Intel 82559 Switch User Manual


 
Intel 8255x 10/100 Mbps Ethernet Controller Family Open Source Software Developer Manual 111
Host Software Interface
6.6.1 PHY Based Flow Control
The 82558 supports the PHY based flow control scheme known as the “Bay Flow Control”
scheme. This scheme is supported only when the 82558 is operating using its internal PHY TX
unit. It is not supported when an external PHY is used through the MII. The Bay Flow Control
scheme is activated by setting bit 15 in MII register 16 in the 82558 PHY TX unit.
The 82558 generates flow control pause indications according to the number of bytes in its receive
FIFO. This pause indication tells the 82558’s link partner to pause (or delay) future transmissions
to allow the 82558 some time to empty its receive FIFO. The threshold at which the 82558 triggers
the pause indication is determined by the flow control threshold register. PHY based flow control
should not be used at the same time as frame based flow control.
Since frame based flow control is an IEEE 802.3x standard, it is recommended that software use
the frame based FC method instead of PHY based FC.
6.6.2 Frame Based Flow Control
The 82558 and later generation devices support the frame based flow control scheme as specified
in the IEEE 802.3x standard. Frame based flow control operates independently of the PHY. Thus,
this method is supported with either the 8255x (except the 82557) internal PHY or an external
PHY.
These devices also support a priority aware flow control scheme, which is a non-standard variation
of frame based flow control and is described later in Section 6.6.3, “Priority Aware Frame Based
Flow Control”.

Records:
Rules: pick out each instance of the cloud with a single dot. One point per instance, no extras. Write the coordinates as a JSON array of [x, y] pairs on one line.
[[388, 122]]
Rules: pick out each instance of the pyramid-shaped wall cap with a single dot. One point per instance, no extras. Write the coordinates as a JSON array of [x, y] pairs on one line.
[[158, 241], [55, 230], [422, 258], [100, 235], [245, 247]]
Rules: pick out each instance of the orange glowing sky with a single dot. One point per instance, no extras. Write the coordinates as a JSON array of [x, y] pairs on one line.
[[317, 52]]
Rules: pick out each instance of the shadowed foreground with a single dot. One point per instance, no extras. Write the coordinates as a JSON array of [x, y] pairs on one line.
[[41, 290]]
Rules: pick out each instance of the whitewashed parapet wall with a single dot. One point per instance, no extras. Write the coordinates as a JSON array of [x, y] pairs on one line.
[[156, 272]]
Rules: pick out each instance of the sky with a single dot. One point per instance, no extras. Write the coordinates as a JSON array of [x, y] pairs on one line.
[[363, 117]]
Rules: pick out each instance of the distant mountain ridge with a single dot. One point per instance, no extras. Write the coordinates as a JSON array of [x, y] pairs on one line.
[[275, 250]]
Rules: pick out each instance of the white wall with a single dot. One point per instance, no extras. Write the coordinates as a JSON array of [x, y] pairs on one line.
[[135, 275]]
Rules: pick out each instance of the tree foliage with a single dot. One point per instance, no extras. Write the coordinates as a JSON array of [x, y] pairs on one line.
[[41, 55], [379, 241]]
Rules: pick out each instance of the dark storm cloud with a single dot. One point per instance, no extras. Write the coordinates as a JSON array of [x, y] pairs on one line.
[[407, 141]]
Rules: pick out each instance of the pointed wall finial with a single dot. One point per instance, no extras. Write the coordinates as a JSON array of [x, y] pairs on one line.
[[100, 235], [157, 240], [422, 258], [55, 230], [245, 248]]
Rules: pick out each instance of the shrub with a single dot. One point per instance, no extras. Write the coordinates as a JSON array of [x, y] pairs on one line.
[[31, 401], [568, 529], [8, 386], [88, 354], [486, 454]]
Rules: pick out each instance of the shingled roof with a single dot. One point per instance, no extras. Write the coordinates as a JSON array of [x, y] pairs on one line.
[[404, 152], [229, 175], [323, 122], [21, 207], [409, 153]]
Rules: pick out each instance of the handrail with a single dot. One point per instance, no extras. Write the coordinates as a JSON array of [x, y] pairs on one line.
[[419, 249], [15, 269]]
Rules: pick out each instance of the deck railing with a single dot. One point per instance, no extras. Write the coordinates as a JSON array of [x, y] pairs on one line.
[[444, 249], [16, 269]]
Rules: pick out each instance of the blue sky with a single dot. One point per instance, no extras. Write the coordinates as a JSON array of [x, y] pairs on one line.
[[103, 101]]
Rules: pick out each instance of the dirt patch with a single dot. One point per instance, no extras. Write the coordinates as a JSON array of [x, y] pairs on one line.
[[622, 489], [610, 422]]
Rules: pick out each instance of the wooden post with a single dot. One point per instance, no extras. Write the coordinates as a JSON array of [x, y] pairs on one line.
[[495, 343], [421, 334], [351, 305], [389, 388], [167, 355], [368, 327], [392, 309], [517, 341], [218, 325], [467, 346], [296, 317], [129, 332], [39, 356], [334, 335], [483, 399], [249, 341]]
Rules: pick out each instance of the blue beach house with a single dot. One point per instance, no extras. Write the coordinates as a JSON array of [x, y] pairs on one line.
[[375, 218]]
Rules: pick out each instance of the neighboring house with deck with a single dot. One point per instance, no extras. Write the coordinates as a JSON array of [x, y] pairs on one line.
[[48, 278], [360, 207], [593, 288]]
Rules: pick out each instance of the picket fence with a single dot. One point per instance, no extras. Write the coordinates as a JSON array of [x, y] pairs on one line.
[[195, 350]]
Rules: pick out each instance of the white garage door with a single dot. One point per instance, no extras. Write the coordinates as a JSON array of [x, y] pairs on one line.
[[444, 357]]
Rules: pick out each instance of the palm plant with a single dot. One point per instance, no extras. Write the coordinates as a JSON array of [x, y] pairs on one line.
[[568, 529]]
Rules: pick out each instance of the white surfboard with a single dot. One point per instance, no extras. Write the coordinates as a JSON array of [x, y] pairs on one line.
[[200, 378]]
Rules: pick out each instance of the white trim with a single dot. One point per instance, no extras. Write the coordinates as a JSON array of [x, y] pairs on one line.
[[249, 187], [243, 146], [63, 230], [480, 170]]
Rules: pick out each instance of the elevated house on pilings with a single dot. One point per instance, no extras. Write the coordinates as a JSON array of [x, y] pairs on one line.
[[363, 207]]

* * *

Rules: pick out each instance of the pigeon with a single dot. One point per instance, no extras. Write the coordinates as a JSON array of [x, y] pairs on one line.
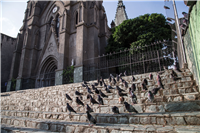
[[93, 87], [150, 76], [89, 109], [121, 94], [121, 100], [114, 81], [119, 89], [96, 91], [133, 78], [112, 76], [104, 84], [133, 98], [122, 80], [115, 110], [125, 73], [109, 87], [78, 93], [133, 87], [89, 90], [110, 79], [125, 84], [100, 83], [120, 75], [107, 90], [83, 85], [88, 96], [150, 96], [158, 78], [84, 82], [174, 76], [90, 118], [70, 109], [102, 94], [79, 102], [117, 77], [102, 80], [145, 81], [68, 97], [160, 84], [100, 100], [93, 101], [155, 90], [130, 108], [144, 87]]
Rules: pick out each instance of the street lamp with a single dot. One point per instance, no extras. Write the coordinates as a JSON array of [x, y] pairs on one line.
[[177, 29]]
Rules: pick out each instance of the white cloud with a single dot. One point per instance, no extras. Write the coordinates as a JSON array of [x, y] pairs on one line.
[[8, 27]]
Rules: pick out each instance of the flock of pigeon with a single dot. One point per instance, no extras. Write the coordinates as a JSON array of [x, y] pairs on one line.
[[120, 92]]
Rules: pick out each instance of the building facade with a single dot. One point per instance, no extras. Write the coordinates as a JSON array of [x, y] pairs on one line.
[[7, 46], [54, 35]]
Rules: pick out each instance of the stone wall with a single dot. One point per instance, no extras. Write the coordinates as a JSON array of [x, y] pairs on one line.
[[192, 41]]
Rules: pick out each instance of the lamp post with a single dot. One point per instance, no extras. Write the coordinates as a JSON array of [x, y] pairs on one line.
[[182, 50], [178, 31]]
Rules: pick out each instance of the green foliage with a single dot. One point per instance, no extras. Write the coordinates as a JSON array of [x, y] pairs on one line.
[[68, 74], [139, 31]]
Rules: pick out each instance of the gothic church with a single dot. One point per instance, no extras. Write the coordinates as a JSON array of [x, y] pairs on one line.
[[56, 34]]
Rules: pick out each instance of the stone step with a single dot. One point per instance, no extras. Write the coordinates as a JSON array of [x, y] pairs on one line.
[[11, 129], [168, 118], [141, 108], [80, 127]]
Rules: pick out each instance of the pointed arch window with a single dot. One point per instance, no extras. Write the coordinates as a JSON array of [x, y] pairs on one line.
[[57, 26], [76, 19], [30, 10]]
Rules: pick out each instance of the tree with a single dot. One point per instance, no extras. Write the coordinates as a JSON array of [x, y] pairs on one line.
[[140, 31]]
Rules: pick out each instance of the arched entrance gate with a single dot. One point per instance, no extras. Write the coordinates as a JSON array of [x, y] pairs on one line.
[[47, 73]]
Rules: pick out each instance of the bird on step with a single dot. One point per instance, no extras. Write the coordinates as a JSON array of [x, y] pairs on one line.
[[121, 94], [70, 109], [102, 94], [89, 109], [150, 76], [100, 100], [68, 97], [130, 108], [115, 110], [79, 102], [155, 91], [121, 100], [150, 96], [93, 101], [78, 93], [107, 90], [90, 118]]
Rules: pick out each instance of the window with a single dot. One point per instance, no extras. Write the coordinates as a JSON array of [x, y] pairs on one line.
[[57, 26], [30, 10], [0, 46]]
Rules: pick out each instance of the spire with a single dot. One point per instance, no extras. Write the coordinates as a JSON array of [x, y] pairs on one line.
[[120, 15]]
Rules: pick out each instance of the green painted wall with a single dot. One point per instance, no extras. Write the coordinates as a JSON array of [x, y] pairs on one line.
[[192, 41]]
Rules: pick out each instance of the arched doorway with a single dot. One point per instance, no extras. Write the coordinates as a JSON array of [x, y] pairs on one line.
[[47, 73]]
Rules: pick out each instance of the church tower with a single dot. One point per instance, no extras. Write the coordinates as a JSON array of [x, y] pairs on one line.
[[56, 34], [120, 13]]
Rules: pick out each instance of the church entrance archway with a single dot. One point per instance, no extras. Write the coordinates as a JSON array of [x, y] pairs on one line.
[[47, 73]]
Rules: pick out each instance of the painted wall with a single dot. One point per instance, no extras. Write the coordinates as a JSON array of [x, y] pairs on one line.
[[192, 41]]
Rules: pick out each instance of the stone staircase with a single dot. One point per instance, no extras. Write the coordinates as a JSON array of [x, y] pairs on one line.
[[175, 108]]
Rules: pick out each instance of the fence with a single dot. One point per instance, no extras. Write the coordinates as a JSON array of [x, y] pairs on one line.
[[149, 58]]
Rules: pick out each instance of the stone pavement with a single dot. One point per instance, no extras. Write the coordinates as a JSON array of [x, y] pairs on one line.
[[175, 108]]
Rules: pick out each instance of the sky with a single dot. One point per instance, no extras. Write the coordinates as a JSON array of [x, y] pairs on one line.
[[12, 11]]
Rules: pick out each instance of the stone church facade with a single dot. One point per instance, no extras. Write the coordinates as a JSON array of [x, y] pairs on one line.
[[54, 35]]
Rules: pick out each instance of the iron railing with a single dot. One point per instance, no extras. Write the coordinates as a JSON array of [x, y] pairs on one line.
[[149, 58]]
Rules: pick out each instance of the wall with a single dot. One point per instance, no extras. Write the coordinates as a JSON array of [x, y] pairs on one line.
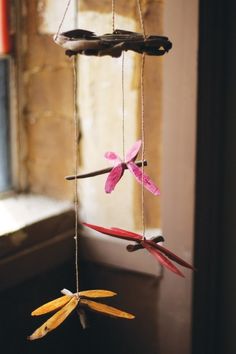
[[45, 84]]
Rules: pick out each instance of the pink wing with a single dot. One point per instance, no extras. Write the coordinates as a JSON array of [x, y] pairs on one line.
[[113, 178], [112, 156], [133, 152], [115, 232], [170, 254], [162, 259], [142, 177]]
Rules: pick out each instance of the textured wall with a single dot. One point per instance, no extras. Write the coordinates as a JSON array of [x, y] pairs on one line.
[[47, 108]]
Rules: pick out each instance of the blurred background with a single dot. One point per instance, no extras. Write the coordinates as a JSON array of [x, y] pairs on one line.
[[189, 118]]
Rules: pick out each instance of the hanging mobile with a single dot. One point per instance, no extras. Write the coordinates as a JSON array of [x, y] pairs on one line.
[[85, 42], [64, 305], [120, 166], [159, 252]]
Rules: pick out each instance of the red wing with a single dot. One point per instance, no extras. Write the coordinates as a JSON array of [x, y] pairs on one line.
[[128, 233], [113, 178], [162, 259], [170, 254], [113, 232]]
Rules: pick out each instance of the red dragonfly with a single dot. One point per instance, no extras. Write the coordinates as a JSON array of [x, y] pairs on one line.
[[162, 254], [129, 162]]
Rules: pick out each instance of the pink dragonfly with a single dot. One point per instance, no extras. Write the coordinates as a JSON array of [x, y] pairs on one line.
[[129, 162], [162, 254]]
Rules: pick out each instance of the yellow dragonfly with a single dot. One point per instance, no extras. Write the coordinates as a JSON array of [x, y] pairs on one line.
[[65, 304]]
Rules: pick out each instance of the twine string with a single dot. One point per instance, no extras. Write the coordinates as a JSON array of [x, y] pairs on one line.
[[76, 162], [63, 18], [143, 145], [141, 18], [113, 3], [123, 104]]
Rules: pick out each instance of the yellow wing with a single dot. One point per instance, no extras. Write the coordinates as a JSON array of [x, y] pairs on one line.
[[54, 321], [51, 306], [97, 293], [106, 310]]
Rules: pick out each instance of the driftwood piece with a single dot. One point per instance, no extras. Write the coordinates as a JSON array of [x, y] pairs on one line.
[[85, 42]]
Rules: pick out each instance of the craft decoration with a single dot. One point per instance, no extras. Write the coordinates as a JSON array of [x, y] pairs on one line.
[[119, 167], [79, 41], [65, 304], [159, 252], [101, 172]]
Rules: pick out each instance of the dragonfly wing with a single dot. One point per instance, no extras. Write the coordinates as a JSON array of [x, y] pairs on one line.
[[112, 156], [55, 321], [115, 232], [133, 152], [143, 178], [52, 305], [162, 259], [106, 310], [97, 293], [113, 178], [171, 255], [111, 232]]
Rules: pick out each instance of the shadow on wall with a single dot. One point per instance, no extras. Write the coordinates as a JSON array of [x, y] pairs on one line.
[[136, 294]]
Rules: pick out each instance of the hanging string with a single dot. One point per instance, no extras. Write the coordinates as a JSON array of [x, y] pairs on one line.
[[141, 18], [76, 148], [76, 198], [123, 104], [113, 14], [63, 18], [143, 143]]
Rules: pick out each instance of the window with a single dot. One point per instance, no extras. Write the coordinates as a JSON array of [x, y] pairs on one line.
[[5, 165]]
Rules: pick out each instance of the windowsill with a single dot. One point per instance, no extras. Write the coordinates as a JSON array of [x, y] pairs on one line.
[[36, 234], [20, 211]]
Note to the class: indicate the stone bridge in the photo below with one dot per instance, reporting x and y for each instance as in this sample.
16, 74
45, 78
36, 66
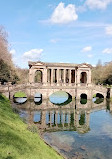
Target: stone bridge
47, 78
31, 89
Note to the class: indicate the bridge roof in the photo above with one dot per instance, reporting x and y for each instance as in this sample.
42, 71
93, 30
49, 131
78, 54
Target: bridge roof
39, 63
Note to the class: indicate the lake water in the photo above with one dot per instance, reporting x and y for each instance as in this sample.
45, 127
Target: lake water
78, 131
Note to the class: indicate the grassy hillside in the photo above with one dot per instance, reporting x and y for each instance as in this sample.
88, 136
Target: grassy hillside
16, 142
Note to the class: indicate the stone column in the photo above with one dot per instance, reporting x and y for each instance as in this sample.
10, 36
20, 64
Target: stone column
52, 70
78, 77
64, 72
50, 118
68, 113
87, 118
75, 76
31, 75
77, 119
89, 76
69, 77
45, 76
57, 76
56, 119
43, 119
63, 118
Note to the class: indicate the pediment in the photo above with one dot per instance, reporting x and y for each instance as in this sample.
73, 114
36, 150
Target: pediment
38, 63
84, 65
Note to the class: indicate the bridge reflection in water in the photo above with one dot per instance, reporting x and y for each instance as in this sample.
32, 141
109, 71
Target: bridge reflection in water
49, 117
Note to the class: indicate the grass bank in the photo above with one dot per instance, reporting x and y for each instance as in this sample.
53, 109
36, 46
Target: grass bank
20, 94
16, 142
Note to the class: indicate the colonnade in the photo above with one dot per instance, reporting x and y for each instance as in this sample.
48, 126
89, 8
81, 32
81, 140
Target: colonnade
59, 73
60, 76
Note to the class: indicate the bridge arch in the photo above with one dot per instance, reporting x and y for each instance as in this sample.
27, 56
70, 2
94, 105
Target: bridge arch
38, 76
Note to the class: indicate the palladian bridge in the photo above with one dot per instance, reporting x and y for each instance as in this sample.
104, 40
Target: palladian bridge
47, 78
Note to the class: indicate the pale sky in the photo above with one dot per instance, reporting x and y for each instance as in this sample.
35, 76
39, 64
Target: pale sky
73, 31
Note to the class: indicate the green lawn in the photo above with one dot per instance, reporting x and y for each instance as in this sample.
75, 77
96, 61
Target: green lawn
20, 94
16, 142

§ **Aim of the task**
Reproduce the flow control passage from "Intel 8255x 10/100" up to and including "PHY TX unit.", changing "82558" to "82559".

§ **Response**
Intel 8255x 10/100 Mbps Ethernet Controller Family Open Source Software Developer Manual 111
Host Software Interface
6.6.1 PHY Based Flow Control
The 82559 supports the PHY based flow control scheme known as the “Bay Flow Control”
scheme. This scheme is supported only when the 82559 is operating using its internal PHY TX
unit. It is not supported when an external PHY is used through the MII. The Bay Flow Control
scheme is activated by setting bit 15 in MII register 16 in the 82559 PHY TX unit.